─── SUPPLIED INFORMATION
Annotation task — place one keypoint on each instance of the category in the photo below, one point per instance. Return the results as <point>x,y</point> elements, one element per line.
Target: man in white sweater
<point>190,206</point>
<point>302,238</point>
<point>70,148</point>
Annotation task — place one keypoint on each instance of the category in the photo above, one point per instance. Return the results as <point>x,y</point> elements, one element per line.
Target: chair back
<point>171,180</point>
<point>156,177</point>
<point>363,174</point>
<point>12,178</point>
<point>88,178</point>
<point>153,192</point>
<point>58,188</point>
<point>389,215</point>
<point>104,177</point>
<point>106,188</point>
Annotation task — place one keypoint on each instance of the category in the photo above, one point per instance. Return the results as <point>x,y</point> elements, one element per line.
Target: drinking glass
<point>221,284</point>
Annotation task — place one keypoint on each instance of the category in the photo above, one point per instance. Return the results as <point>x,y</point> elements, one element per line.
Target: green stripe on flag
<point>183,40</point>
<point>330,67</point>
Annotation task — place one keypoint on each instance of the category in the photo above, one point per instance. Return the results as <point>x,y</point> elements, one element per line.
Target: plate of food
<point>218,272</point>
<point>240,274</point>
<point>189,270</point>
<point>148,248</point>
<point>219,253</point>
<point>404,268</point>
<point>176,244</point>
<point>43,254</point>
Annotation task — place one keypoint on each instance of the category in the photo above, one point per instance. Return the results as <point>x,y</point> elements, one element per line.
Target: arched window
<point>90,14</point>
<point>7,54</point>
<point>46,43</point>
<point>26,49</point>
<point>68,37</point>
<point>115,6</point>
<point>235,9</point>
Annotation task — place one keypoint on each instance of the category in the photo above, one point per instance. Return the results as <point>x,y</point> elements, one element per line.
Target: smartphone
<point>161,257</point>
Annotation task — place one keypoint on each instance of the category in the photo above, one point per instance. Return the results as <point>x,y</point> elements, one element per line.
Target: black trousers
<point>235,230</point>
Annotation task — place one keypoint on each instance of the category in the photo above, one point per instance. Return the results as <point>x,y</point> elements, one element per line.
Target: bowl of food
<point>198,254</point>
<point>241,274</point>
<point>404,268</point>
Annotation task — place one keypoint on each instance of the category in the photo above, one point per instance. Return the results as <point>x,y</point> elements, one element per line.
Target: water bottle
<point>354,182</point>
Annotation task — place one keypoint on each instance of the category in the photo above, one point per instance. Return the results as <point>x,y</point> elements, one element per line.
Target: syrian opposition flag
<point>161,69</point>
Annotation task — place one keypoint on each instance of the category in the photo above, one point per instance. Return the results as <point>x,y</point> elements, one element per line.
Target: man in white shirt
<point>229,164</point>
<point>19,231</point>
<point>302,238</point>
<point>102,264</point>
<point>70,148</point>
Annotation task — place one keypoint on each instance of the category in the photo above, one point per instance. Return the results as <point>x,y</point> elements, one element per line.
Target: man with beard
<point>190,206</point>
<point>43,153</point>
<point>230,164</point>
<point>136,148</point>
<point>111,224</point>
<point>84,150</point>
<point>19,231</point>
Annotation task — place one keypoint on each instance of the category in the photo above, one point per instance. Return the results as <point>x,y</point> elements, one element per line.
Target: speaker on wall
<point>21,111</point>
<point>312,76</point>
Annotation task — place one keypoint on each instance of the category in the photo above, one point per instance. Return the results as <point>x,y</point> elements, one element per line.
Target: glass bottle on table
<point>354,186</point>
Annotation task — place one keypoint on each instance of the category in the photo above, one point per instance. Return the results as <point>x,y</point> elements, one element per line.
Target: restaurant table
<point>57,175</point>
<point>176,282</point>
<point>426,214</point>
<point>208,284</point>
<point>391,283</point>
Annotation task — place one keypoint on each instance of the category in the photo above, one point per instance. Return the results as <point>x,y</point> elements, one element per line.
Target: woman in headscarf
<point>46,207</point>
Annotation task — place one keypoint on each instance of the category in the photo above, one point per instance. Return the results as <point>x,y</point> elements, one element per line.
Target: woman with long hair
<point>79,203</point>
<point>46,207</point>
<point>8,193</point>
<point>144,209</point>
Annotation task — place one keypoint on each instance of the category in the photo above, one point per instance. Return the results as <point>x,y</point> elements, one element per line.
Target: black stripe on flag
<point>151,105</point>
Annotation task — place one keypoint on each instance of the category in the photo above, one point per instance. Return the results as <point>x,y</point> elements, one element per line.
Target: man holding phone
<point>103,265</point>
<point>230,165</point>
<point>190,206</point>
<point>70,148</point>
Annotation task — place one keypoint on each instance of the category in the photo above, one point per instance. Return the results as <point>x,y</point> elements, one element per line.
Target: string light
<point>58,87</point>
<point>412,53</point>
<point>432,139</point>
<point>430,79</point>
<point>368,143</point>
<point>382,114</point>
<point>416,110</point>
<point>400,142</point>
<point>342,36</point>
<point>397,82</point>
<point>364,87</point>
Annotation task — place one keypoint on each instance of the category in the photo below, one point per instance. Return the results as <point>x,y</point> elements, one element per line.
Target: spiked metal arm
──────
WORK TO COMPLETE — Everything in the listing should be given again word for word.

SOLUTION TO THIS PROBLEM —
Annotation task — place one keypoint on each instance of the category in the photo below, one point per instance. Return the results as <point>x,y</point> elements, one element per line.
Target: man in white sweater
<point>190,206</point>
<point>302,238</point>
<point>70,148</point>
Annotation task — place one keypoint on each instance of the category in the photo above, one point per instance. Return the results as <point>x,y</point> elements, one element per line.
Target: chair back
<point>171,180</point>
<point>156,177</point>
<point>363,174</point>
<point>12,178</point>
<point>88,178</point>
<point>153,192</point>
<point>58,188</point>
<point>389,215</point>
<point>104,177</point>
<point>106,188</point>
Annotation task — place one keypoint on each instance of the category in the photo above, one point per instance. Return the results as <point>x,y</point> elements, one element per line.
Target: drinking glass
<point>221,284</point>
Annotation task — place one keypoint on each instance of the category in the photo above, one point per instance. Return the results as <point>x,y</point> elements, one element per line.
Target: green stripe on flag
<point>183,40</point>
<point>330,67</point>
Annotation task — place one keypoint on each instance of the category in the photo above, one point per instance. Return the results as <point>x,y</point> elements, one element per line.
Target: plate of food
<point>218,272</point>
<point>240,274</point>
<point>189,270</point>
<point>148,248</point>
<point>219,253</point>
<point>404,268</point>
<point>176,244</point>
<point>43,254</point>
Annotation task — place one keypoint on each instance of the category in the photo above, one point per instance. Return the results as <point>x,y</point> elements, one element per line.
Target: arched window
<point>90,14</point>
<point>7,54</point>
<point>46,43</point>
<point>26,49</point>
<point>68,37</point>
<point>115,6</point>
<point>235,9</point>
Annotation task — place one keypoint on each instance of the category in the photo above, one point per instance. Return the results as <point>x,y</point> elements, one element per line.
Target: smartphone
<point>161,257</point>
Annotation task — place one keypoint on each instance of the category in the photo above, one point per instance. Return the results as <point>x,y</point> elements, one element per line.
Target: black trousers
<point>235,230</point>
Annotation task — place one keypoint on each instance of the category in the photo above, one point per instance. Return the results as <point>x,y</point> elements, one element per line.
Target: bowl of food
<point>198,254</point>
<point>241,274</point>
<point>404,268</point>
Annotation task — place one keypoint on each instance of the category in the photo above, one point per instance. Return the results as <point>x,y</point> elements, one element per line.
Target: water bottle
<point>354,182</point>
Annotation task — place one keypoint on each instance of the category in the photo above, one point per instance. Return the results as <point>x,y</point> elements, one element per line.
Target: syrian opposition flag
<point>161,69</point>
Annotation task — place one keypoint on each instance of the category in the photo above, one point per instance. Return the results as <point>x,y</point> elements, one element per line.
Target: man in white shirt
<point>229,164</point>
<point>19,231</point>
<point>302,238</point>
<point>102,264</point>
<point>70,148</point>
Annotation task — place one keypoint on each instance of the category in the photo above, one point per instance. Return the results as <point>x,y</point> elements, one element per line.
Target: man with beard
<point>190,206</point>
<point>43,153</point>
<point>230,164</point>
<point>136,148</point>
<point>111,224</point>
<point>84,150</point>
<point>19,231</point>
Annotation task — place one keypoint on each instance of the category in the photo above, one point per instance. Return the results as <point>x,y</point> elements, one element per line.
Target: speaker on wall
<point>21,111</point>
<point>312,76</point>
Annotation task — place one keypoint on each instance of the category in the photo above, one point per instance. Return the results as <point>x,y</point> elements, one element per line.
Target: glass bottle on table
<point>354,186</point>
Annotation task — place one keypoint on each instance of the category in the photo above, one point per instance. Return the results as <point>x,y</point> elements, one element per line.
Target: restaurant table
<point>57,175</point>
<point>176,282</point>
<point>426,214</point>
<point>208,284</point>
<point>391,283</point>
Annotation task — place one keypoint on each instance of the category in the photo above, one point per instance. Return the results as <point>x,y</point> elements, one element per line.
Target: woman in headscarf
<point>46,207</point>
Annotation task — place one keypoint on each instance of the category in the photo above, one point per instance. Return the results as <point>x,y</point> elements, one element per line.
Target: woman with long hair
<point>79,203</point>
<point>46,207</point>
<point>8,193</point>
<point>144,209</point>
Annotation task — place one keypoint on each instance of the category in the photo above, one point per instance. Return the results as <point>x,y</point> elements, one element per line.
Target: black stripe on flag
<point>151,105</point>
Annotation task — place one keypoint on each instance of the category in the photo above, one point per instance. Return the results as <point>x,y</point> elements, one element per line.
Target: man holding phone
<point>103,265</point>
<point>230,165</point>
<point>190,206</point>
<point>70,148</point>
Annotation task — place one keypoint on each instance of the category in the photo above, one point per instance. Return the results as <point>x,y</point> elements, one element per line.
Target: string light
<point>58,87</point>
<point>412,53</point>
<point>432,139</point>
<point>430,79</point>
<point>368,143</point>
<point>382,114</point>
<point>416,110</point>
<point>400,142</point>
<point>342,36</point>
<point>397,82</point>
<point>364,87</point>
Annotation task — place one keypoint on each instance of the category in the photo below, one point per instance. Return the results as <point>x,y</point> elements, one element per line.
Target: spiked metal arm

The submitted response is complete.